■ RECORDS TO USE:
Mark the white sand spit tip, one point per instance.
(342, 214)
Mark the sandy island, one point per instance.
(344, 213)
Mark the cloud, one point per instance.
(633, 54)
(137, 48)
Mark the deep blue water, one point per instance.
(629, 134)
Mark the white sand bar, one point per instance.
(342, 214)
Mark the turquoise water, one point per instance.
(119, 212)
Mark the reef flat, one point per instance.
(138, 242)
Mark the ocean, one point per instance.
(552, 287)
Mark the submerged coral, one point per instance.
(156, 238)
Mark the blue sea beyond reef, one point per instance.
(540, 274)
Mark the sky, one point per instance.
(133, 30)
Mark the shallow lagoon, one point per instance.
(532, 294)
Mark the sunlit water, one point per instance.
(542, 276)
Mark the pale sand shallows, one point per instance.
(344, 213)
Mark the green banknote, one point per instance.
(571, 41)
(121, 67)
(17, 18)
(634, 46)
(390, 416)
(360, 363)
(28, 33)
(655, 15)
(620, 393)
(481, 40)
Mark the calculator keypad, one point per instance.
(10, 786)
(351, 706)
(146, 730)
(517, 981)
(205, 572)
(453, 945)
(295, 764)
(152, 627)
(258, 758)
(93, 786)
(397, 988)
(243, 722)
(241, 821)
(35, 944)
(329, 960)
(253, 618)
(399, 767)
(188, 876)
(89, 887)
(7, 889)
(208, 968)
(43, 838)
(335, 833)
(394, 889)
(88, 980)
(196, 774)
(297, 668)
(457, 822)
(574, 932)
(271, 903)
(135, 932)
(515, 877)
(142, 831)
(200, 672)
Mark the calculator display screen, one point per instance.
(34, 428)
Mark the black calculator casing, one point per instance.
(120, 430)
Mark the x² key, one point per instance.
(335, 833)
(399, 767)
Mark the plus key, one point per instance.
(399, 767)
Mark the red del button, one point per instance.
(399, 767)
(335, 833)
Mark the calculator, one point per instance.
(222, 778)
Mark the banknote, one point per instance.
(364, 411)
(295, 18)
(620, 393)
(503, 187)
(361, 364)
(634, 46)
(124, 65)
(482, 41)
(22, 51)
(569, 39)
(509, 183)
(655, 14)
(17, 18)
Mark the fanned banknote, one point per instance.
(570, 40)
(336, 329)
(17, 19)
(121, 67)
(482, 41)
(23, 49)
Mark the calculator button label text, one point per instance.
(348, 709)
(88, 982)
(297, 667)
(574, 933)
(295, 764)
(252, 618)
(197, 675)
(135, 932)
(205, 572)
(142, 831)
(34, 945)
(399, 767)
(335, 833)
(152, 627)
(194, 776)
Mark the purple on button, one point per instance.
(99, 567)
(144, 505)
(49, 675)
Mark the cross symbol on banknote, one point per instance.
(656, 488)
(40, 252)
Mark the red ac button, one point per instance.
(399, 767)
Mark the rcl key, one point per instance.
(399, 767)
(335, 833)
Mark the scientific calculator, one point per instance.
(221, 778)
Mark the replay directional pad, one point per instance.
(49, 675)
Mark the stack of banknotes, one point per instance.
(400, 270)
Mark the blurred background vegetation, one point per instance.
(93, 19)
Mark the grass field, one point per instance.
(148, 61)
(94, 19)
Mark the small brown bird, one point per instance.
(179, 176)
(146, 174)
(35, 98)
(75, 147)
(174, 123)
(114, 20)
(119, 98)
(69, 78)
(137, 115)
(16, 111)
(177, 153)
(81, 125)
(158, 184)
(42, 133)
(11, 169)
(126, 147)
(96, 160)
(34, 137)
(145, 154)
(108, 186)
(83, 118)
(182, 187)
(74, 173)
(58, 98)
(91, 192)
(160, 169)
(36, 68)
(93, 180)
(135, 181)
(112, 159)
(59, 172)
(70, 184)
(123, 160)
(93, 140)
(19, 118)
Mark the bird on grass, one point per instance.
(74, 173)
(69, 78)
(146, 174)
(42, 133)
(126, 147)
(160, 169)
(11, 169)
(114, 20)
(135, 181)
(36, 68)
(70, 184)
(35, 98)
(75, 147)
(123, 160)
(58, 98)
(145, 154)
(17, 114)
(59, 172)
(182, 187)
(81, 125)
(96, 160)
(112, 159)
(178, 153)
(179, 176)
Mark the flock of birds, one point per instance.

■ REQUIREMENT: The full listing above needs to be transcribed exactly.

■ EXERCISE SOLUTION:
Mark the white sand spit tip, one point per instance.
(342, 214)
Mark the sandy island, one point per instance.
(344, 213)
Mark the cloud, one point per instance.
(633, 54)
(137, 48)
Mark the deep blue water, one point per instance.
(629, 134)
Mark the white sand bar, one point per instance.
(342, 214)
Mark the turquoise water, one point per instance.
(119, 212)
Mark the reef flat, one point per instance.
(138, 242)
Mark the ocean, one point per instance.
(552, 287)
Mark the submerged coral, one point per instance.
(156, 238)
Mark the blue sea beyond reef, one point per instance.
(540, 274)
Mark the sky, one point per instance.
(133, 30)
Mark the shallow lagoon, one point per instance.
(532, 294)
Mark the sunlit water, one point per instance.
(542, 276)
Mark the pale sand shallows, one point per instance.
(344, 213)
Mark the green banknote, one point per instance.
(571, 41)
(121, 67)
(17, 18)
(634, 46)
(390, 416)
(360, 363)
(28, 33)
(655, 15)
(620, 393)
(481, 40)
Mark the calculator keypad, one point per instance.
(10, 786)
(351, 706)
(146, 730)
(517, 981)
(205, 572)
(453, 945)
(295, 764)
(152, 627)
(258, 758)
(93, 786)
(397, 988)
(243, 722)
(241, 821)
(35, 944)
(329, 960)
(253, 618)
(399, 767)
(188, 876)
(89, 887)
(7, 889)
(208, 968)
(43, 838)
(335, 833)
(394, 889)
(88, 980)
(196, 774)
(297, 668)
(457, 822)
(574, 932)
(271, 903)
(135, 932)
(515, 877)
(142, 831)
(200, 672)
Mark the calculator display screen, one point per instance.
(34, 428)
Mark the black calculator casing, one point per instance.
(120, 430)
Mark the x² key, one point per instance.
(335, 833)
(399, 767)
Mark the plus key, one point per instance.
(399, 767)
Mark the red del button, one point per instance.
(399, 767)
(335, 833)
Mark the calculator, one point per instance.
(222, 778)
Mark the banknote, one point per instance.
(364, 411)
(295, 18)
(620, 393)
(503, 187)
(361, 364)
(634, 46)
(124, 65)
(482, 41)
(22, 51)
(569, 39)
(509, 183)
(655, 14)
(17, 18)
Mark the fanned banknote, one point per instance.
(570, 40)
(336, 329)
(17, 19)
(121, 67)
(482, 41)
(23, 49)
Mark the calculator button label text, one point per instance.
(348, 709)
(88, 982)
(297, 667)
(574, 933)
(295, 764)
(252, 618)
(197, 675)
(135, 932)
(205, 572)
(142, 831)
(34, 945)
(399, 767)
(335, 833)
(152, 627)
(194, 776)
Mark the purple on button, one point per instance.
(99, 567)
(144, 505)
(49, 675)
Mark the cross symbol on banknote, one point per instance.
(656, 488)
(40, 252)
Mark the red ac button, one point per instance.
(399, 767)
Mark the rcl key, one point per instance.
(399, 767)
(335, 833)
Mark the scientific calculator, one point per instance.
(221, 778)
Mark the replay directional pad, one point per instance.
(49, 675)
Mark the stack of banknotes, one point per instance.
(400, 270)
Mark the blurred background vegetation, one point per instance.
(93, 19)
Mark the grass field, one point per instance.
(148, 61)
(94, 19)
Mark the small brown bird, one point per instance.
(179, 176)
(146, 174)
(35, 98)
(75, 147)
(174, 123)
(114, 20)
(119, 98)
(69, 78)
(137, 115)
(16, 111)
(177, 153)
(81, 125)
(158, 184)
(42, 133)
(11, 169)
(126, 147)
(96, 160)
(34, 137)
(145, 154)
(108, 186)
(83, 118)
(182, 187)
(74, 173)
(58, 98)
(91, 192)
(160, 169)
(36, 68)
(93, 180)
(135, 181)
(112, 159)
(59, 172)
(70, 184)
(123, 160)
(93, 140)
(19, 118)
Mark the bird on grass, one point per instance.
(74, 173)
(69, 78)
(146, 174)
(42, 133)
(126, 147)
(160, 169)
(11, 169)
(114, 20)
(135, 181)
(36, 68)
(70, 184)
(35, 98)
(75, 147)
(123, 160)
(58, 98)
(145, 154)
(17, 114)
(59, 172)
(182, 187)
(81, 125)
(96, 160)
(112, 159)
(178, 153)
(179, 176)
Mark the flock of birds, one point per instance.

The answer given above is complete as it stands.